*** PROVIDED MATERIAL ***
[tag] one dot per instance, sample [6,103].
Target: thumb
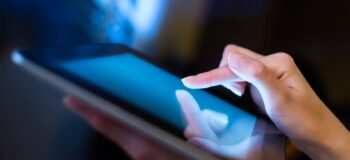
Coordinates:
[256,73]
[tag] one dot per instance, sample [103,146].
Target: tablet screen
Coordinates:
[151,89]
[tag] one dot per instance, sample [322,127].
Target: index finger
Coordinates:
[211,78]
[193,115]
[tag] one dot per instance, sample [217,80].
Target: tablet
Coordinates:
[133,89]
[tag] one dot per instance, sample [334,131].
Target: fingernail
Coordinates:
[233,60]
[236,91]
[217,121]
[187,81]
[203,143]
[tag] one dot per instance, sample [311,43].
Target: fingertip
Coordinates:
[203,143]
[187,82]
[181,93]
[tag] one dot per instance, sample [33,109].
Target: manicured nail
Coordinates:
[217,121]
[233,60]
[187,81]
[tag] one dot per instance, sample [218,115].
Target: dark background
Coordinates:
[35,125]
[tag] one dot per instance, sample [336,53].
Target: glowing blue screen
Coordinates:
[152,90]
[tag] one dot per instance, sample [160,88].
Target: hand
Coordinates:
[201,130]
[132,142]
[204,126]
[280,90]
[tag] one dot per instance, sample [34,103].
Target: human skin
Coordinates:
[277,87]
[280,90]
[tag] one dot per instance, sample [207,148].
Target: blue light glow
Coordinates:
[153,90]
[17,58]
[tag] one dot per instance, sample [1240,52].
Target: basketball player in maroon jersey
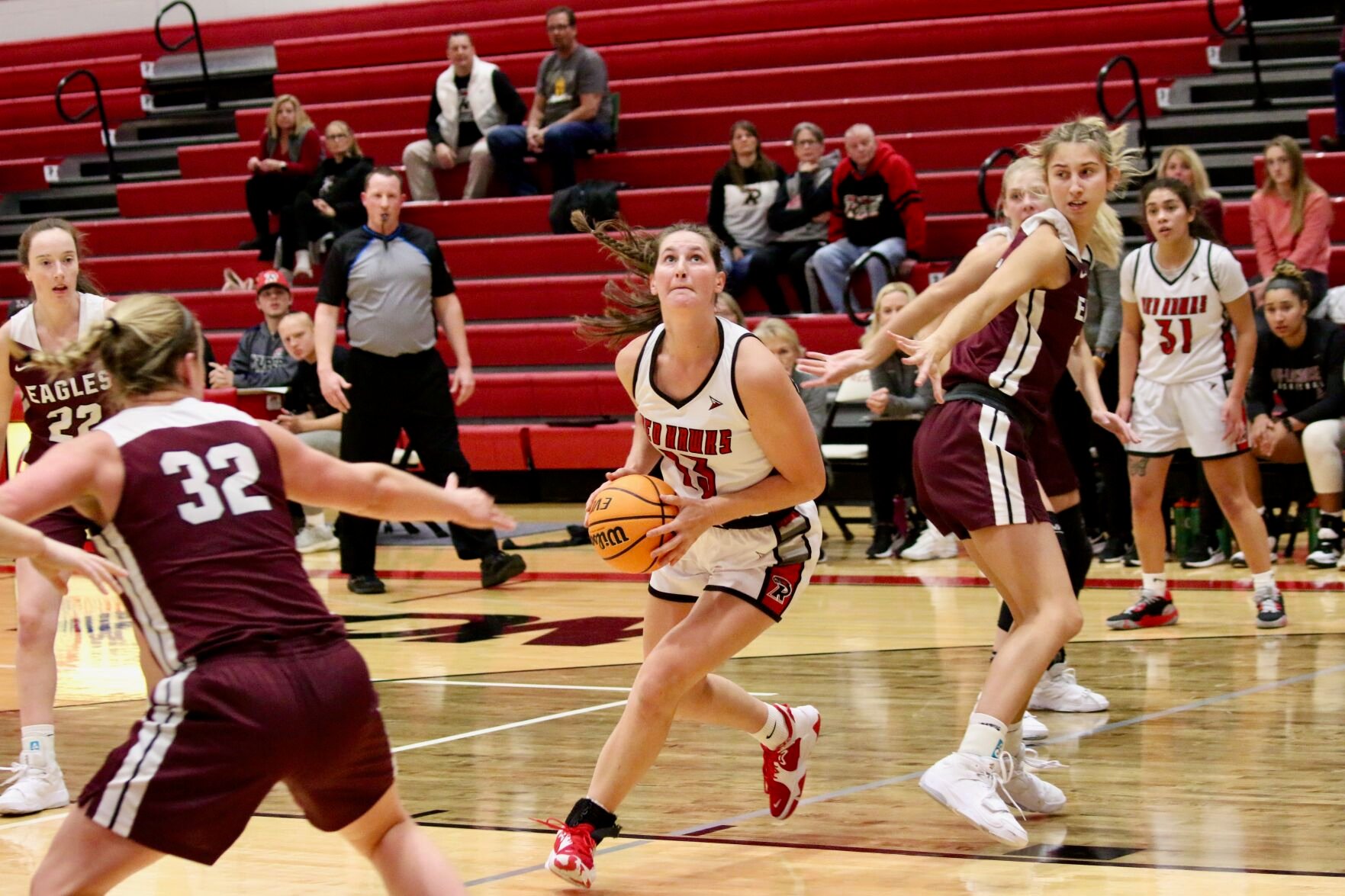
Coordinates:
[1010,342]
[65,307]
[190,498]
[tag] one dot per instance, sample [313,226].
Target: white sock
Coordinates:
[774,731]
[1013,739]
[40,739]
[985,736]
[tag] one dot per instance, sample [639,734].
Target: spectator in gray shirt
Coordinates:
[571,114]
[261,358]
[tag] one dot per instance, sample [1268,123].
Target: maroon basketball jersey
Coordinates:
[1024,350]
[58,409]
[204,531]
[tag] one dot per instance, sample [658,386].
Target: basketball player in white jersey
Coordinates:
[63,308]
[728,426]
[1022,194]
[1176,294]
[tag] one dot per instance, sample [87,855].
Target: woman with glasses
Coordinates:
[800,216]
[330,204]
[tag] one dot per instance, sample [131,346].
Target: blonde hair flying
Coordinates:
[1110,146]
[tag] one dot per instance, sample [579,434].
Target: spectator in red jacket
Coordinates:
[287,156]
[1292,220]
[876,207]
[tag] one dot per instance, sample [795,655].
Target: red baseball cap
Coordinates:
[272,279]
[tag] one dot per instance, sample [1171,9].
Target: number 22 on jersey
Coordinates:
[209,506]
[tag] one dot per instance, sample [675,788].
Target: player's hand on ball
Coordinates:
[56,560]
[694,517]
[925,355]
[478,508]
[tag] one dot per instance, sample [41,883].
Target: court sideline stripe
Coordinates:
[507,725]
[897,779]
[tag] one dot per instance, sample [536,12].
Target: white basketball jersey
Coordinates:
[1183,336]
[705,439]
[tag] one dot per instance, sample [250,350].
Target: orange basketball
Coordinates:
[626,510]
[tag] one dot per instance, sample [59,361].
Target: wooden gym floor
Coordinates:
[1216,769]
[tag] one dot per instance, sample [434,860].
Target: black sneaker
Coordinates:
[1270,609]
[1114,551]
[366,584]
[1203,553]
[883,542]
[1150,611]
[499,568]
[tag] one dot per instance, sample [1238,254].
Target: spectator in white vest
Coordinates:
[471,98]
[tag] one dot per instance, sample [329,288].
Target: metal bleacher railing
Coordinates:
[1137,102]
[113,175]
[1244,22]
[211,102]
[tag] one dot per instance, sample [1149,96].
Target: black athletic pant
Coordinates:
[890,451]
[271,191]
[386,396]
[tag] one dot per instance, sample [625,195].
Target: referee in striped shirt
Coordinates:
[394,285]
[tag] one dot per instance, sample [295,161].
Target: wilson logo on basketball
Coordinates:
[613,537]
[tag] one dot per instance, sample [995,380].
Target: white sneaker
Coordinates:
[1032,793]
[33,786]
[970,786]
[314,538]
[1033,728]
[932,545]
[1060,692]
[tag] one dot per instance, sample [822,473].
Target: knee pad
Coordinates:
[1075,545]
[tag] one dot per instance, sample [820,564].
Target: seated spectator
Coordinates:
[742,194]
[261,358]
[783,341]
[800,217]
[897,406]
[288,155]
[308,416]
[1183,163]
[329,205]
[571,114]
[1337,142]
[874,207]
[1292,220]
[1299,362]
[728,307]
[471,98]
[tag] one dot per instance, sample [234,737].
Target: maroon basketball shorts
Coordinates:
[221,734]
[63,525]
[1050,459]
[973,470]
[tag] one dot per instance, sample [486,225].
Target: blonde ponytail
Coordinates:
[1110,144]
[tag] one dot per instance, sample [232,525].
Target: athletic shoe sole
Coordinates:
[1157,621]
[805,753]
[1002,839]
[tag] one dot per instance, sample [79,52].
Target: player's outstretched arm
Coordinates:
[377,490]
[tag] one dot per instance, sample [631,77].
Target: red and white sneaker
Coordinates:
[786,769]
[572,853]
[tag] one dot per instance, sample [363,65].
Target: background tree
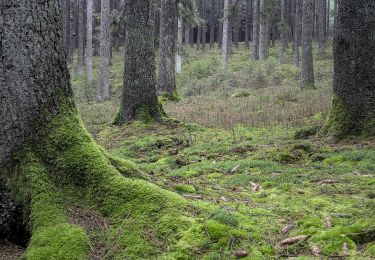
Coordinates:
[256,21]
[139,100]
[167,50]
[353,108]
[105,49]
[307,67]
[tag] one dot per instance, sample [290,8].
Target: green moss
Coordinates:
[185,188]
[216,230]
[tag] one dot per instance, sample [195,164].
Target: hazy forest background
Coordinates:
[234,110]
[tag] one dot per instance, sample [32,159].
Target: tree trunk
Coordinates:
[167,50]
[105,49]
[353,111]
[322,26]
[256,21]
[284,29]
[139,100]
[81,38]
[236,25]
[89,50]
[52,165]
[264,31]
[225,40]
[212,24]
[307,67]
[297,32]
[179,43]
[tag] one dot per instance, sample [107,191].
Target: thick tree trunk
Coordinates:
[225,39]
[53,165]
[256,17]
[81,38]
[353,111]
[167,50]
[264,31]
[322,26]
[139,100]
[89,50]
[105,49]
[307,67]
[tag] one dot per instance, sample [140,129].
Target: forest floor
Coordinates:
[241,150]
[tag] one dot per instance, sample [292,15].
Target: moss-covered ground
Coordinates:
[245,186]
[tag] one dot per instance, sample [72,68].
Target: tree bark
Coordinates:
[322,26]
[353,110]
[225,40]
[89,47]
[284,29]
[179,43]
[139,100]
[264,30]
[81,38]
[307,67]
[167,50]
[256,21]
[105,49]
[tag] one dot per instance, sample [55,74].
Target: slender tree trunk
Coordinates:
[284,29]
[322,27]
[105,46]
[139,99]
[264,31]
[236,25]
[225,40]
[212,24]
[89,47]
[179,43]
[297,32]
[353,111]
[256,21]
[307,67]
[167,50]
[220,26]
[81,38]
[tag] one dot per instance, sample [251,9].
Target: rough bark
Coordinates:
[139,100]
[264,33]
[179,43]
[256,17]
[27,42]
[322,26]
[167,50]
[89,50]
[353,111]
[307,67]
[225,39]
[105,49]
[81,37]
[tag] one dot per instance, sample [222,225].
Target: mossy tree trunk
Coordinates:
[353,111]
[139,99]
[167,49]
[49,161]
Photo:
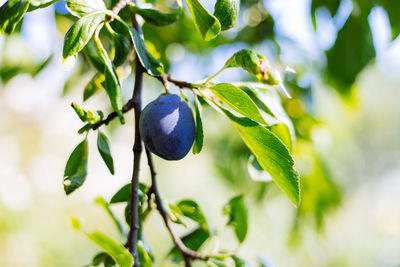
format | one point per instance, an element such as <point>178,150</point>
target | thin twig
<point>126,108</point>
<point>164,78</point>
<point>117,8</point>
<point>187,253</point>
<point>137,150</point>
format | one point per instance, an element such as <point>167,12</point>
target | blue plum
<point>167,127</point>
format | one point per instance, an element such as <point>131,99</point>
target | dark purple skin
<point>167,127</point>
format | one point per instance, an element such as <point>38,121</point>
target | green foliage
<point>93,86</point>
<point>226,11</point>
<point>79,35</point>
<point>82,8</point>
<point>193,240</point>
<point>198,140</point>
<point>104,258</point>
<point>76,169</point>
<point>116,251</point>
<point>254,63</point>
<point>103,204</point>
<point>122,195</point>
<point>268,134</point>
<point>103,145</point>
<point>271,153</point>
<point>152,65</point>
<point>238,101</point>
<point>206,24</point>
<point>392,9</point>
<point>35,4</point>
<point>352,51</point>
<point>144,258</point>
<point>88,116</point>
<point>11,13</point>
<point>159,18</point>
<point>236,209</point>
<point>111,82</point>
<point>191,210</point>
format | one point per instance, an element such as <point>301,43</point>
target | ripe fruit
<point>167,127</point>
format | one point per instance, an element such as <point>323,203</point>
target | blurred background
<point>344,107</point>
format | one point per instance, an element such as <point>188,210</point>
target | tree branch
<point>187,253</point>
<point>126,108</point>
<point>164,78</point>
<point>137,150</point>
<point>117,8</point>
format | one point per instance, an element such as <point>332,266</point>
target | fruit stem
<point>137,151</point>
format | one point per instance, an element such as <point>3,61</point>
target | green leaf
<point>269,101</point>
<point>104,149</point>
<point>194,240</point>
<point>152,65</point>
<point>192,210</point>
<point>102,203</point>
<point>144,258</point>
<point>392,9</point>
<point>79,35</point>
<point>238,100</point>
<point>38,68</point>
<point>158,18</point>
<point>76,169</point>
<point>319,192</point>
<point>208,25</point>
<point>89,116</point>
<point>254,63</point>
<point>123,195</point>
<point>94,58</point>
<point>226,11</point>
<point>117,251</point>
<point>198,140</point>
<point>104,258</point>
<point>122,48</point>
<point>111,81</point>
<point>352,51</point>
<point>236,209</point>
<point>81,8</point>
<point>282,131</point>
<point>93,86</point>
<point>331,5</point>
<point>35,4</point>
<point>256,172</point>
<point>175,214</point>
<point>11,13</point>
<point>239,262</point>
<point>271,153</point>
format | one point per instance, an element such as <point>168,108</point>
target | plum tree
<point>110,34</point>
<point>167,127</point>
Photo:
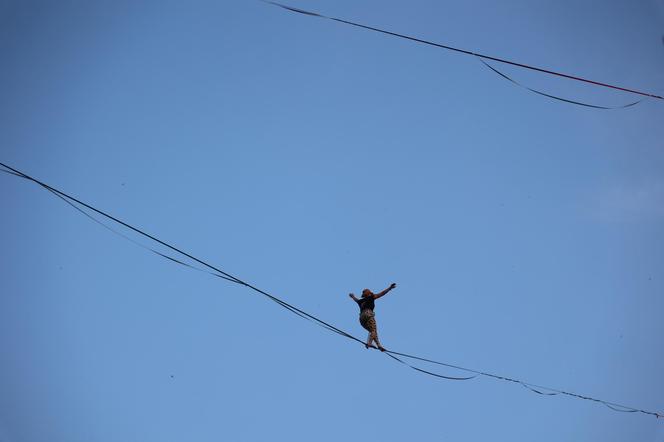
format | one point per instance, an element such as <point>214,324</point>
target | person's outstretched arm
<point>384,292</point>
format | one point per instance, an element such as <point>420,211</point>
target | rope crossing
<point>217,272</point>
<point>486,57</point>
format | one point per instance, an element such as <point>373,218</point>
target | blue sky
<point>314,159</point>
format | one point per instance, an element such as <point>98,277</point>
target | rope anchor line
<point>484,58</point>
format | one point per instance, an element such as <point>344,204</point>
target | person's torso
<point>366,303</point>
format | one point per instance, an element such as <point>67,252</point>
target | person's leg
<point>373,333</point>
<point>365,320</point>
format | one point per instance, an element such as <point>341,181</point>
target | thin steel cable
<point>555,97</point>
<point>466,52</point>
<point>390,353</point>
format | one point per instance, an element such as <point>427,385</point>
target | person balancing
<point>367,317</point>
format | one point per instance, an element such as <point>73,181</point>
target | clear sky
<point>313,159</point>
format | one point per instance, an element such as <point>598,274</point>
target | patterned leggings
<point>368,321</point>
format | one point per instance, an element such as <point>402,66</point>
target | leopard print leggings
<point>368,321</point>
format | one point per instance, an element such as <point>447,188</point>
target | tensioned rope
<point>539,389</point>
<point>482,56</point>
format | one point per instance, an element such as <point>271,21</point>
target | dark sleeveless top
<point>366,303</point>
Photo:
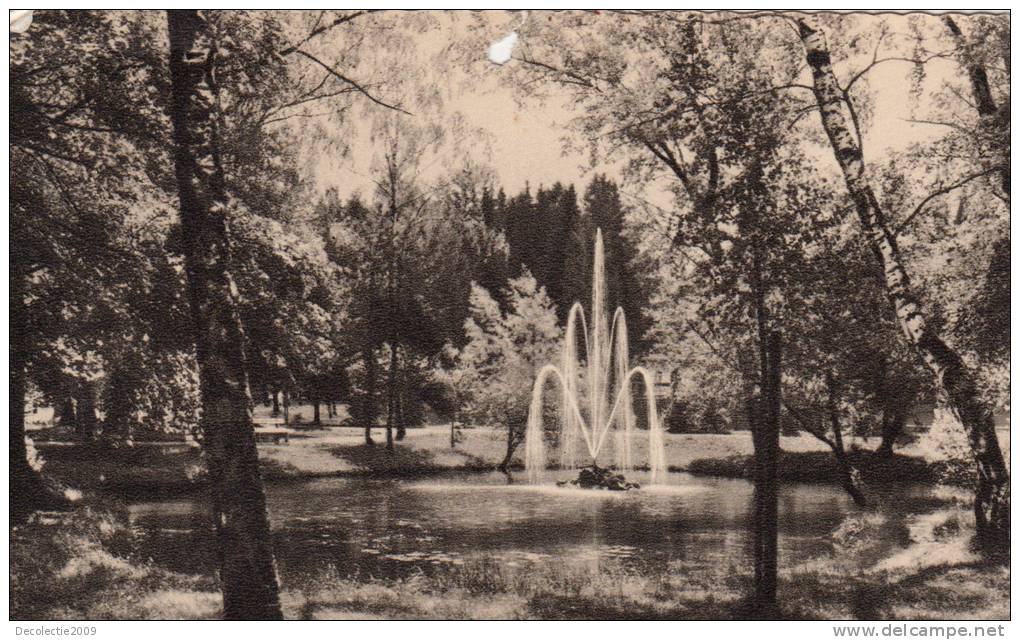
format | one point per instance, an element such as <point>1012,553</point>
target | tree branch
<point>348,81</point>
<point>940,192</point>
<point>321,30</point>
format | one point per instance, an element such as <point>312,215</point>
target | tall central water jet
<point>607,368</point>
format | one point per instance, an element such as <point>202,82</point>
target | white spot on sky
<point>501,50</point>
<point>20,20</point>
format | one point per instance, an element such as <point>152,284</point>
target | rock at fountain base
***
_THE REQUEST:_ Extract, word for word, every line from the one holding "such as <point>402,66</point>" through the closing line of the data above. Do not include any pictures.

_CORRECT ANSWER:_
format | one point per instance, an element such as <point>402,66</point>
target | leopard print leggings
<point>368,321</point>
format | one point per instance, an element such as <point>447,188</point>
target | tensioned rope
<point>539,389</point>
<point>482,56</point>
format | one point per instance, an element such as <point>271,21</point>
target | dark sleeveless top
<point>366,303</point>
Photo:
format | one point per instance, an element such as <point>1012,553</point>
target | tree branch
<point>348,81</point>
<point>940,192</point>
<point>321,30</point>
format | one point per instance, an element such as <point>312,215</point>
target | tall central water jet
<point>607,368</point>
format | one point per instance, an element such as <point>202,82</point>
target | white spot on sky
<point>501,50</point>
<point>20,20</point>
format | one point per instance, an element such as <point>152,284</point>
target | rock at fountain base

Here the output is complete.